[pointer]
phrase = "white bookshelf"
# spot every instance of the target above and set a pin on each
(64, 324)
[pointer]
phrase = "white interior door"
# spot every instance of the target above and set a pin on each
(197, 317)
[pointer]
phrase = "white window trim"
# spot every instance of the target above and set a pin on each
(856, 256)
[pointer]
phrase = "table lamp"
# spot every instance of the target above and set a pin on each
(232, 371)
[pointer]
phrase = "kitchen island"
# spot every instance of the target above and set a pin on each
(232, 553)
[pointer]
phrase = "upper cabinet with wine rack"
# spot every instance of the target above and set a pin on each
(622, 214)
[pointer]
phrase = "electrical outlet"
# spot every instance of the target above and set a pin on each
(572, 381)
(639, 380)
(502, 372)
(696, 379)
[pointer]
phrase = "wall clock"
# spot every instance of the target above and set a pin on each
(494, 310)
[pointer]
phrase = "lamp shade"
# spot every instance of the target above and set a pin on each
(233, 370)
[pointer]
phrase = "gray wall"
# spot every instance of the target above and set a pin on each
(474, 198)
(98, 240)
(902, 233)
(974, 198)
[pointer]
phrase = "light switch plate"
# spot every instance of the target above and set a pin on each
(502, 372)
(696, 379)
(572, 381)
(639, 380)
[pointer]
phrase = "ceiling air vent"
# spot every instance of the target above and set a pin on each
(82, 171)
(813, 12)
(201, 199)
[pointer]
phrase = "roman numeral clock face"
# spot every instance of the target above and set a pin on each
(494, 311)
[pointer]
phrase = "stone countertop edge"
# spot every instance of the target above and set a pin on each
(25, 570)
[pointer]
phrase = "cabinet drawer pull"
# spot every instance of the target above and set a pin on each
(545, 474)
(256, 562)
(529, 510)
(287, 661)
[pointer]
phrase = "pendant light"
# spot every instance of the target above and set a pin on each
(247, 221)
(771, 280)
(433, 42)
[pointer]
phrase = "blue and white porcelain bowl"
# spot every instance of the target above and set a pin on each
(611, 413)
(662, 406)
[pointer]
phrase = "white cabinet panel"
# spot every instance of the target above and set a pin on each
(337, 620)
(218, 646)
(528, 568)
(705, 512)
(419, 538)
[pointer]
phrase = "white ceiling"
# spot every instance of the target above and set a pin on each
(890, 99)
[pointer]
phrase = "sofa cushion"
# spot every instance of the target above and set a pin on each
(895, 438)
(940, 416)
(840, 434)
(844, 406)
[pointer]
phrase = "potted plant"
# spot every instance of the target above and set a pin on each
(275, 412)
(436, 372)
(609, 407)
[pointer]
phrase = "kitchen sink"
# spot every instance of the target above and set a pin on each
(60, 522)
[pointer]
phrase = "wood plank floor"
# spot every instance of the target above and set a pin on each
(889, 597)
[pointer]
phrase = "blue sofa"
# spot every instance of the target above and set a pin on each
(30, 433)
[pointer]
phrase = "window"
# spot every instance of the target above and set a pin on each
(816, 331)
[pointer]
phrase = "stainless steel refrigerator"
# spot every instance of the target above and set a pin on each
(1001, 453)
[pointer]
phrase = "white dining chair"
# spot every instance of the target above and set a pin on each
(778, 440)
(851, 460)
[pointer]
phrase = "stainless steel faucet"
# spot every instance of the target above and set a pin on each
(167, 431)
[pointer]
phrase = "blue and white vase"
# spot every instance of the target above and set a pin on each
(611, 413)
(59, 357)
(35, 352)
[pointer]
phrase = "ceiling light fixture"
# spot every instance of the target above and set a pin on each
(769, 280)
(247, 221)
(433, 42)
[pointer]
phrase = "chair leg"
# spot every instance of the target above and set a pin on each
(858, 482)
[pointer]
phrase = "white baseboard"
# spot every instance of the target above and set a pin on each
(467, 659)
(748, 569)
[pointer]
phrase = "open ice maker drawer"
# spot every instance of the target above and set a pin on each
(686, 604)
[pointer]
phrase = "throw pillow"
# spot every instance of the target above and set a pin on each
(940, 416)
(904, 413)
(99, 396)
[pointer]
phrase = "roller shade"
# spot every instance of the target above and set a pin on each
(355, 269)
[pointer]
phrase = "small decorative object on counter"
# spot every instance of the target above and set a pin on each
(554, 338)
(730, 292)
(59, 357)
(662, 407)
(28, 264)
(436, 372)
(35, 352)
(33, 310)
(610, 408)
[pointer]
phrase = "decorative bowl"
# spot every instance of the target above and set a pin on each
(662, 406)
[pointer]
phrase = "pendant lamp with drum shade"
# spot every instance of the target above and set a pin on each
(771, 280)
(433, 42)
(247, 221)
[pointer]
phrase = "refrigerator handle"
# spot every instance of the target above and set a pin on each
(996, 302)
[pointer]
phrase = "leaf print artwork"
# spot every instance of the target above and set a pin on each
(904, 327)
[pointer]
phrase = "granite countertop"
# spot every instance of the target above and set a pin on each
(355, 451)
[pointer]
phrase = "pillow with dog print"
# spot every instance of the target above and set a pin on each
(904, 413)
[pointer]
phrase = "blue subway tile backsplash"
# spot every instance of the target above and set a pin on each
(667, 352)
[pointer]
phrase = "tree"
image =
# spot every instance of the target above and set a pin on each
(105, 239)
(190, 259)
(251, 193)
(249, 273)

________

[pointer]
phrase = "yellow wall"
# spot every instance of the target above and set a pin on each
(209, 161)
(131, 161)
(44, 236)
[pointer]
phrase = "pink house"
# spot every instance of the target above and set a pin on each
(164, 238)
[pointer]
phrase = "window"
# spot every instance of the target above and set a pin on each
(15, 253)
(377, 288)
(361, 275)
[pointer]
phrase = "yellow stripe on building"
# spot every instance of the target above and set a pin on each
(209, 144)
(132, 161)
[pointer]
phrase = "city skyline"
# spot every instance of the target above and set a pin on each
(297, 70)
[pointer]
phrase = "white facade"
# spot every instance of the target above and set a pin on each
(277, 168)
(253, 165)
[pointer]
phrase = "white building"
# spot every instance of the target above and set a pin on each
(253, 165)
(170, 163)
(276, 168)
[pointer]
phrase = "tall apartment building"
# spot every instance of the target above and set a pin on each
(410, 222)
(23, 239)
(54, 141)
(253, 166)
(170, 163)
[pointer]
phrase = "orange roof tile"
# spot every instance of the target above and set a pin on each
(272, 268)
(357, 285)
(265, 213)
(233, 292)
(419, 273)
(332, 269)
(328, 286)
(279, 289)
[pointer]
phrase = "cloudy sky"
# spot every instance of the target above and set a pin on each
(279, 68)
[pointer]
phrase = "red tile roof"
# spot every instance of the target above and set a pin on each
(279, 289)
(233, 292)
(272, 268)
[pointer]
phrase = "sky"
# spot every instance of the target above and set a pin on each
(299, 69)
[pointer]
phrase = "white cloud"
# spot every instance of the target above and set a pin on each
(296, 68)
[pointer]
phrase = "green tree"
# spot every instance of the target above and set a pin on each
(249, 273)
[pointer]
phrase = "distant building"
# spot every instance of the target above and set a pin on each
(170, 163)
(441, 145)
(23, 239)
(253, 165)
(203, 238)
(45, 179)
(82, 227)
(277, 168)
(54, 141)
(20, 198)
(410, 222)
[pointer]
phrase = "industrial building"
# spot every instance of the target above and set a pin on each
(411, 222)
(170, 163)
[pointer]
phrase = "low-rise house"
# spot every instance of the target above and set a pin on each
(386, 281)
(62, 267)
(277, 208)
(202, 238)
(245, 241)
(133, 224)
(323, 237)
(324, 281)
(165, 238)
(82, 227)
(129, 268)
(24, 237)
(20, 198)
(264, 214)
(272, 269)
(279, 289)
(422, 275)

________

> What the task requires: Return every line holding the word "yellow" from the records.

> Exercise answer:
phrase = "yellow wall"
phrase = "yellow stripe on building"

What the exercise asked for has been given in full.